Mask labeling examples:

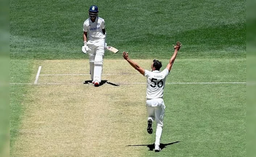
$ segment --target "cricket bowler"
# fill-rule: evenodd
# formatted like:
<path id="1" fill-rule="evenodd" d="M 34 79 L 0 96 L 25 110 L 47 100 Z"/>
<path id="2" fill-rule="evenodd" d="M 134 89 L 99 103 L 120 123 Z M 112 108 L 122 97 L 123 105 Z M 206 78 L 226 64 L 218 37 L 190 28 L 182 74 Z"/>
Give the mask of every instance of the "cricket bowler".
<path id="1" fill-rule="evenodd" d="M 170 59 L 169 63 L 166 68 L 162 71 L 160 71 L 162 63 L 158 60 L 154 60 L 151 64 L 151 71 L 145 70 L 139 64 L 132 60 L 128 56 L 128 52 L 124 51 L 123 56 L 132 67 L 137 70 L 140 73 L 147 77 L 146 101 L 146 106 L 148 110 L 148 127 L 147 131 L 151 134 L 153 129 L 152 124 L 154 120 L 156 122 L 156 141 L 155 142 L 155 152 L 158 152 L 161 149 L 160 147 L 160 139 L 162 135 L 163 120 L 165 106 L 163 96 L 165 80 L 170 73 L 178 51 L 181 46 L 181 44 L 177 42 L 176 45 L 173 45 L 174 53 Z"/>

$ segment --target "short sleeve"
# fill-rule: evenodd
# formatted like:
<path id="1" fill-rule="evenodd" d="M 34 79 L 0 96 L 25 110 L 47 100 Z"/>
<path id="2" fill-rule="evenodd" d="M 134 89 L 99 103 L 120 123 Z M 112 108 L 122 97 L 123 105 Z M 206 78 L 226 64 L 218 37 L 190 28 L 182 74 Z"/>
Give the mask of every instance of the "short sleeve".
<path id="1" fill-rule="evenodd" d="M 165 76 L 168 75 L 169 74 L 169 71 L 167 68 L 166 68 L 165 69 L 164 69 L 162 72 L 164 73 L 164 75 Z"/>
<path id="2" fill-rule="evenodd" d="M 102 19 L 102 22 L 101 28 L 102 29 L 105 29 L 105 21 L 104 21 L 103 19 Z"/>
<path id="3" fill-rule="evenodd" d="M 148 77 L 150 72 L 148 70 L 145 69 L 145 73 L 144 74 L 144 76 Z"/>

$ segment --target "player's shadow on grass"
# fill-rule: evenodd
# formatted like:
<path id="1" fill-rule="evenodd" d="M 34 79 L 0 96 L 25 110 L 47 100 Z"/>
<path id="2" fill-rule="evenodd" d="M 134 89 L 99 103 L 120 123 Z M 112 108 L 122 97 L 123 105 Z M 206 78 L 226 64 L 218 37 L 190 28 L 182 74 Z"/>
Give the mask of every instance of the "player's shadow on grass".
<path id="1" fill-rule="evenodd" d="M 176 141 L 176 142 L 172 142 L 172 143 L 169 143 L 166 144 L 163 144 L 162 143 L 160 143 L 159 147 L 161 149 L 161 150 L 163 150 L 164 148 L 166 147 L 166 146 L 168 145 L 170 145 L 171 144 L 174 144 L 174 143 L 178 143 L 181 142 L 181 141 Z M 144 144 L 141 145 L 128 145 L 127 146 L 147 146 L 149 149 L 149 150 L 153 151 L 153 149 L 155 148 L 155 144 L 153 143 L 151 144 Z"/>
<path id="2" fill-rule="evenodd" d="M 102 86 L 102 85 L 103 85 L 103 84 L 105 84 L 106 83 L 107 83 L 108 84 L 109 84 L 110 85 L 112 85 L 112 86 L 119 86 L 119 85 L 116 85 L 115 84 L 113 84 L 113 83 L 108 82 L 108 80 L 102 80 L 101 82 L 100 83 L 100 85 L 99 86 Z M 83 83 L 83 84 L 92 84 L 92 80 L 86 80 L 86 81 L 84 81 L 84 82 Z"/>

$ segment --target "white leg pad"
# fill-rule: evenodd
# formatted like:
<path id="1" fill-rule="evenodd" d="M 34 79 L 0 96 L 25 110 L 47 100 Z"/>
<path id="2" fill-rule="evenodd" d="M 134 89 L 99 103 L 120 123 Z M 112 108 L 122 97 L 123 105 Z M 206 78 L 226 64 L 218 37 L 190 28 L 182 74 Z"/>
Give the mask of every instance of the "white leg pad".
<path id="1" fill-rule="evenodd" d="M 99 82 L 101 82 L 101 74 L 102 72 L 103 64 L 103 56 L 96 54 L 94 60 L 94 72 L 93 81 L 97 80 Z"/>
<path id="2" fill-rule="evenodd" d="M 94 58 L 95 55 L 92 55 L 89 57 L 89 63 L 90 64 L 90 74 L 91 79 L 93 81 L 93 76 L 94 73 Z"/>

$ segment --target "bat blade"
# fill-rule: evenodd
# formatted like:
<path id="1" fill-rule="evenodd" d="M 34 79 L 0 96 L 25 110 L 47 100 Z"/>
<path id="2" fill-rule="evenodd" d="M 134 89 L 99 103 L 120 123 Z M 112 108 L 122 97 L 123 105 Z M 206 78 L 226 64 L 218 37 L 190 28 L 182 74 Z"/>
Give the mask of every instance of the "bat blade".
<path id="1" fill-rule="evenodd" d="M 119 51 L 115 47 L 110 46 L 107 47 L 107 48 L 106 49 L 113 52 L 115 53 L 115 54 L 118 52 L 118 51 Z"/>

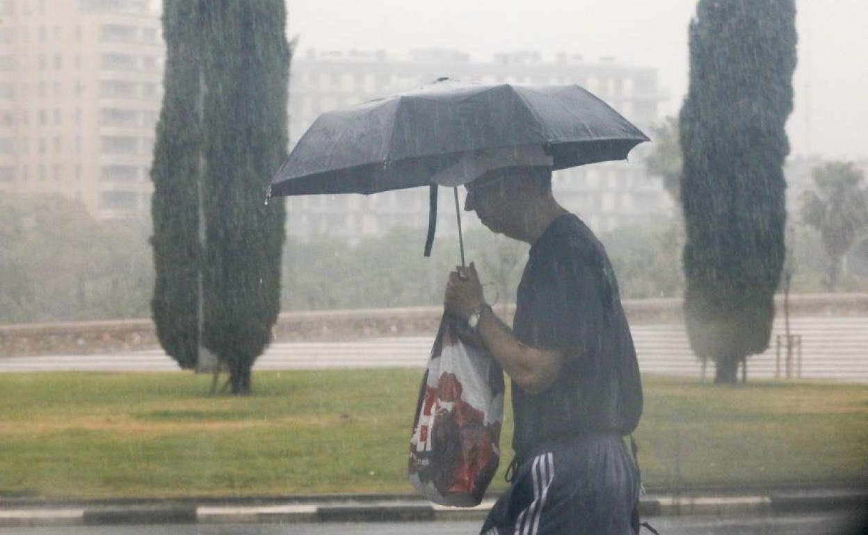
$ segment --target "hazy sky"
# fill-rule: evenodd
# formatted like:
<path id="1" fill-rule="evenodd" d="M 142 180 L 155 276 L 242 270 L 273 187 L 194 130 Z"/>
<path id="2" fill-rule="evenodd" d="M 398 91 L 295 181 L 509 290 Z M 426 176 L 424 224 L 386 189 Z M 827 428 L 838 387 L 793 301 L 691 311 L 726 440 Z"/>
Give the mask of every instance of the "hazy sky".
<path id="1" fill-rule="evenodd" d="M 746 0 L 748 3 L 761 0 Z M 451 48 L 487 61 L 537 50 L 656 67 L 676 114 L 687 88 L 687 23 L 697 0 L 287 0 L 299 49 Z M 868 158 L 866 0 L 797 0 L 792 153 Z"/>

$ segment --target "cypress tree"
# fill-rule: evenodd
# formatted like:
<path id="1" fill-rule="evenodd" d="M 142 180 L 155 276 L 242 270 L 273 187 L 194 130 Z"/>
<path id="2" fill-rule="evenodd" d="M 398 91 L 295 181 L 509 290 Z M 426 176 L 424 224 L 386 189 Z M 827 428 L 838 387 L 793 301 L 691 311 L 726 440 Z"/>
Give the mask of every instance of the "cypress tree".
<path id="1" fill-rule="evenodd" d="M 684 314 L 715 382 L 768 347 L 784 262 L 784 130 L 792 109 L 794 0 L 700 0 L 680 117 Z"/>
<path id="2" fill-rule="evenodd" d="M 284 0 L 204 7 L 204 169 L 207 221 L 204 343 L 250 392 L 253 361 L 279 311 L 282 199 L 266 203 L 286 156 L 290 49 Z"/>
<path id="3" fill-rule="evenodd" d="M 163 349 L 183 369 L 199 353 L 199 26 L 197 2 L 165 0 L 166 67 L 151 179 L 155 281 L 151 310 Z"/>

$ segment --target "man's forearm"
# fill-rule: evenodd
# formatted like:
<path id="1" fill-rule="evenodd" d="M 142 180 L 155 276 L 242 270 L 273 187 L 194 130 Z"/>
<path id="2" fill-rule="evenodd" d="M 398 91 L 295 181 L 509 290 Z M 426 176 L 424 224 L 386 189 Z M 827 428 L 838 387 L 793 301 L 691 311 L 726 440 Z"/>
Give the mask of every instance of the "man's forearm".
<path id="1" fill-rule="evenodd" d="M 554 382 L 562 356 L 519 342 L 490 307 L 483 309 L 477 331 L 503 371 L 524 390 L 536 394 Z"/>

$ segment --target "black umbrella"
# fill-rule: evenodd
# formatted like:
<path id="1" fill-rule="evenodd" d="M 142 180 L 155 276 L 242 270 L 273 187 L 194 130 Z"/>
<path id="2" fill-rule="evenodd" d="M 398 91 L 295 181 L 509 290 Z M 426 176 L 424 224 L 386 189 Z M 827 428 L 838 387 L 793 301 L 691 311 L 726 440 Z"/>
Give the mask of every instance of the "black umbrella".
<path id="1" fill-rule="evenodd" d="M 429 186 L 428 256 L 437 185 L 453 186 L 457 209 L 457 186 L 479 176 L 470 173 L 479 170 L 474 168 L 475 160 L 491 160 L 494 154 L 504 157 L 499 166 L 510 166 L 538 160 L 542 154 L 548 159 L 544 165 L 563 169 L 624 160 L 630 149 L 647 140 L 608 104 L 578 86 L 440 79 L 319 115 L 278 171 L 268 194 L 370 194 Z"/>

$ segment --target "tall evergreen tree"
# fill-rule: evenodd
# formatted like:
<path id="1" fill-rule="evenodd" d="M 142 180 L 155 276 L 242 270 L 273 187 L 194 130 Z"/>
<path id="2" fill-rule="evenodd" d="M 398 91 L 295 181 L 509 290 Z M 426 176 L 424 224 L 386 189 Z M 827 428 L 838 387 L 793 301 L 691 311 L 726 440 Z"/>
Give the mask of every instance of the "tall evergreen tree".
<path id="1" fill-rule="evenodd" d="M 266 203 L 286 156 L 290 48 L 284 0 L 204 3 L 207 221 L 204 342 L 250 392 L 253 361 L 279 311 L 282 199 Z"/>
<path id="2" fill-rule="evenodd" d="M 151 310 L 160 343 L 183 369 L 194 368 L 199 354 L 198 9 L 194 1 L 163 3 L 164 95 L 151 166 L 155 275 Z"/>
<path id="3" fill-rule="evenodd" d="M 684 313 L 694 352 L 734 382 L 768 347 L 784 262 L 784 130 L 796 66 L 794 0 L 700 0 L 680 117 L 687 244 Z"/>

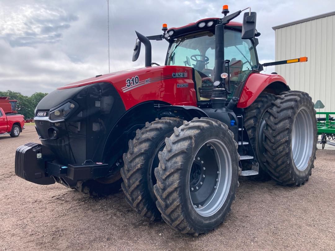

Work to complete: List everything from the start of the records down to the line that contains "170 59 L 169" as a numbered list, with blank lines and pictures left out.

Solved problem:
1. $ segment --target "cricket bowler"
2. # fill-rule: evenodd
3. # formatted like:
4. <path id="1" fill-rule="evenodd" d="M 34 79 L 0 96 L 25 110 L 47 100 Z"/>
5. <path id="2" fill-rule="evenodd" d="M 134 89 L 99 103 L 120 123 Z M 112 108 L 122 97 L 123 105 Z M 206 78 L 226 64 L 218 37 L 190 28 L 182 74 Z"/>
6. Give the mask of every instance of the "cricket bowler".
7. <path id="1" fill-rule="evenodd" d="M 170 59 L 169 63 L 166 68 L 162 71 L 160 71 L 162 63 L 158 60 L 154 60 L 151 64 L 151 71 L 145 70 L 139 64 L 132 60 L 128 56 L 128 52 L 124 51 L 123 56 L 132 67 L 137 70 L 140 73 L 147 77 L 146 101 L 146 106 L 148 110 L 148 127 L 147 131 L 151 134 L 153 129 L 152 124 L 154 120 L 156 122 L 156 141 L 155 142 L 155 152 L 158 152 L 161 149 L 160 147 L 160 139 L 162 135 L 163 120 L 165 106 L 163 96 L 165 80 L 170 73 L 178 51 L 181 46 L 181 44 L 177 42 L 176 45 L 173 45 L 174 53 Z"/>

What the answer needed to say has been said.